▶ [Work request]
Restate the records below word for word, and omit the images they hold.

[Saved entries]
-- Opening Marker --

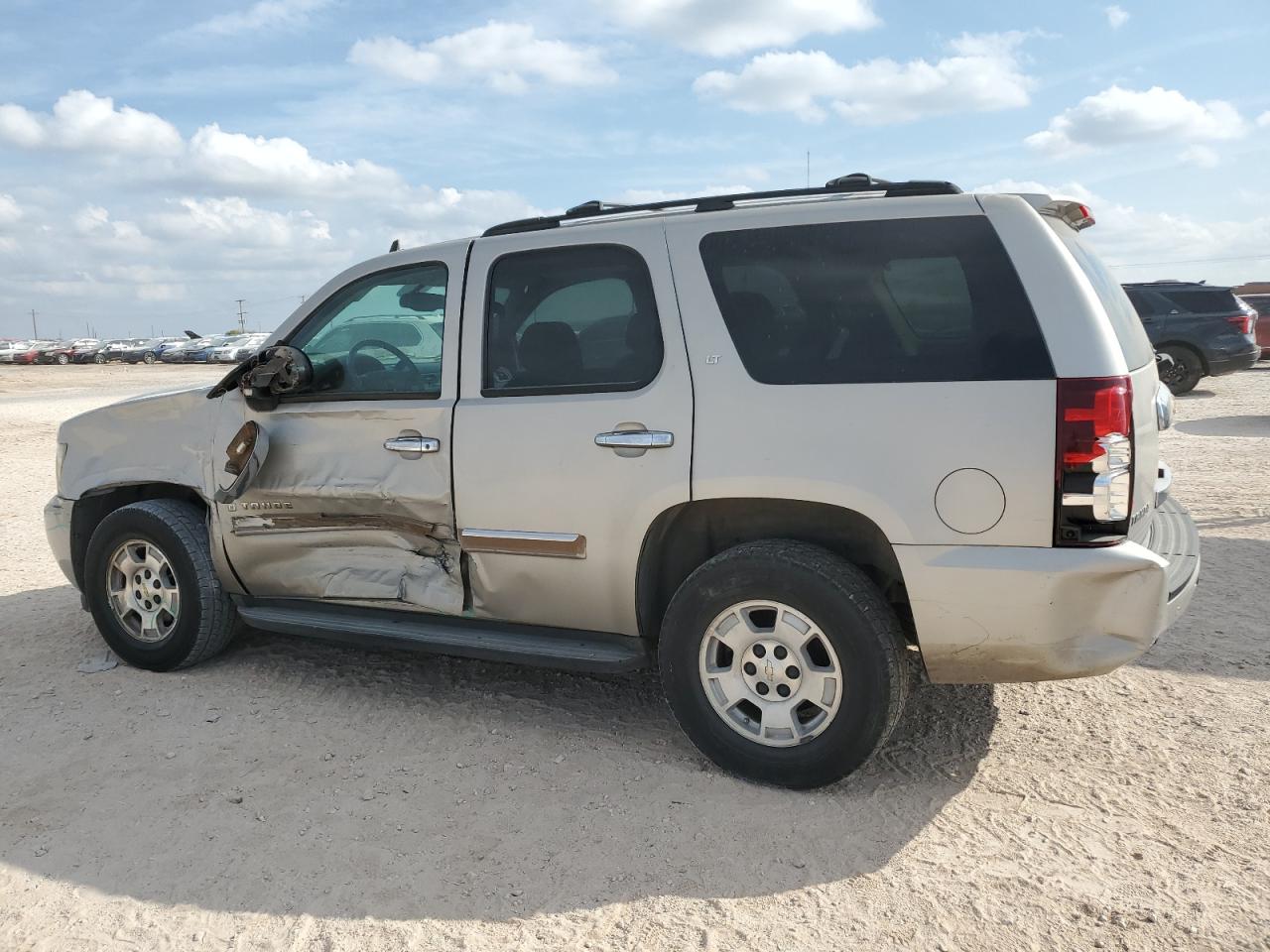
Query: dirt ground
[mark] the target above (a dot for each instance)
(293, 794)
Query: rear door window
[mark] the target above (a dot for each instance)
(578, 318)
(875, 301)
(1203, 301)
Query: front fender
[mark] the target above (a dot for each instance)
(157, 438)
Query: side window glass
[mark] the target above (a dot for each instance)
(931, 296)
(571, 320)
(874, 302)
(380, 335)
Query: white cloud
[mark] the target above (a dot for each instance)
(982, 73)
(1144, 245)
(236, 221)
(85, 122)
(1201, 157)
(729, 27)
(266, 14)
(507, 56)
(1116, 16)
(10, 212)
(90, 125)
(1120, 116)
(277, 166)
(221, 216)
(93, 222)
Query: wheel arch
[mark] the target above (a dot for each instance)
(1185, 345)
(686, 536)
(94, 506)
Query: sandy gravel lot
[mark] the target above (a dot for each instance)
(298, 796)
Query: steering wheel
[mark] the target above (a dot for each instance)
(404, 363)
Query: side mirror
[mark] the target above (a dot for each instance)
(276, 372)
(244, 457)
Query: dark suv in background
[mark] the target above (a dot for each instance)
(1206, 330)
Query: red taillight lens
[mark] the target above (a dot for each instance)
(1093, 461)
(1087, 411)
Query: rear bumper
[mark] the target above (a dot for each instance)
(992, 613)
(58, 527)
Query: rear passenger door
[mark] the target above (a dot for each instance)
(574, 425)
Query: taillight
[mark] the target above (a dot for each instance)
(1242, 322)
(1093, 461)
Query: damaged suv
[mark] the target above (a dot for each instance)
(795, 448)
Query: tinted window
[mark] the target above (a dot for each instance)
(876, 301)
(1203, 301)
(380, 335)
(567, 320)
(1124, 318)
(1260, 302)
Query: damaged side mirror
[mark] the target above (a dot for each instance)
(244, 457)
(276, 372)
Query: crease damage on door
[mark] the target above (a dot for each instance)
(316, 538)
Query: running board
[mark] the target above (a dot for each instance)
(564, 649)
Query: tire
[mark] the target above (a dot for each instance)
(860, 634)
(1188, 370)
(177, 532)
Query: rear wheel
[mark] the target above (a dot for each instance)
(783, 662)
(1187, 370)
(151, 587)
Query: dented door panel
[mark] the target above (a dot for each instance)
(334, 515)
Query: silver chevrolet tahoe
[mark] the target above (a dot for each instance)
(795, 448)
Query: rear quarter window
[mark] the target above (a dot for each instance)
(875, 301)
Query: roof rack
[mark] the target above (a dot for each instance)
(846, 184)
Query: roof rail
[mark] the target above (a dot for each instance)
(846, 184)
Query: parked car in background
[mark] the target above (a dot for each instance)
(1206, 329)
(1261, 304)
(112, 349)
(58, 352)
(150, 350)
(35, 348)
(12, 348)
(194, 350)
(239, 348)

-- Closing Marker --

▶ [Exercise result]
Query: dirt ground
[mark] the target above (a dot for each instance)
(293, 794)
Query: rear door window
[mark] the target above (a dot for each instance)
(578, 318)
(875, 301)
(1203, 301)
Query: front fender
[mark] the target above (a dot for each instance)
(157, 438)
Query: side window glass
[mark] the target above (a dot for each instance)
(931, 296)
(571, 320)
(874, 302)
(380, 335)
Query: white cloud
[mark] the target above (a dot for each instance)
(982, 73)
(1144, 245)
(236, 221)
(85, 122)
(1201, 157)
(729, 27)
(266, 14)
(507, 56)
(1116, 16)
(10, 212)
(90, 125)
(1120, 116)
(277, 166)
(221, 216)
(93, 222)
Query: wheel arch
[mark] the target above (a dot for each instance)
(1185, 345)
(686, 536)
(94, 506)
Query: sandy gravel lot
[mark] the target above (a dot for each instance)
(298, 796)
Query: steering wheel
[mark] the target above (a dot for each instance)
(404, 363)
Query: side mirror
[mark] the target above (a dot for each instance)
(276, 372)
(244, 457)
Query: dark suv in background
[mark] the target above (a dot for each instance)
(1206, 330)
Query: red taillight lens
[mark] the target above (a dot for each instance)
(1093, 461)
(1087, 411)
Query: rear bumper
[mark] the target above (a dot for each instance)
(992, 613)
(58, 527)
Query: rear passenger door
[mark] the target above (a dot for each instance)
(574, 425)
Query: taillight
[mark] the target above (a dot for each instance)
(1242, 322)
(1093, 461)
Query: damaged suv
[mark] the target above (a dot for each instance)
(795, 448)
Query: tinted window
[mark] the target above (a dot for each instance)
(876, 301)
(1203, 301)
(380, 335)
(567, 320)
(1124, 318)
(1260, 302)
Query: damaged side mirror
[mark] the target above (a dot for each instance)
(244, 457)
(276, 372)
Query: crease damage on door
[mark] the target above (a dot for each instance)
(316, 538)
Query: running board
[mark] the target above (a dot for each instance)
(564, 649)
Query: tire
[mark] the target above (a dot for each instance)
(860, 634)
(1188, 370)
(177, 532)
Query: rear wheel
[mark] the target above (a dot for each instance)
(783, 662)
(1187, 370)
(151, 587)
Query: dented door panel
[mark] the target above (a dot for each instance)
(334, 515)
Query: silver chevrolet tahoe
[mark] the target above (a dot for each instance)
(795, 448)
Query: rear quarter window
[mark] the target above (a dot for each instance)
(875, 301)
Query: roof rack
[mark] the target above (a dot for each instance)
(846, 184)
Query: roof rail
[mark] the target above (a dot for each instance)
(846, 184)
Query: parked car in background
[mark] the target above (a dot for each instance)
(1206, 329)
(1261, 304)
(112, 349)
(58, 352)
(150, 350)
(35, 348)
(12, 348)
(194, 350)
(239, 348)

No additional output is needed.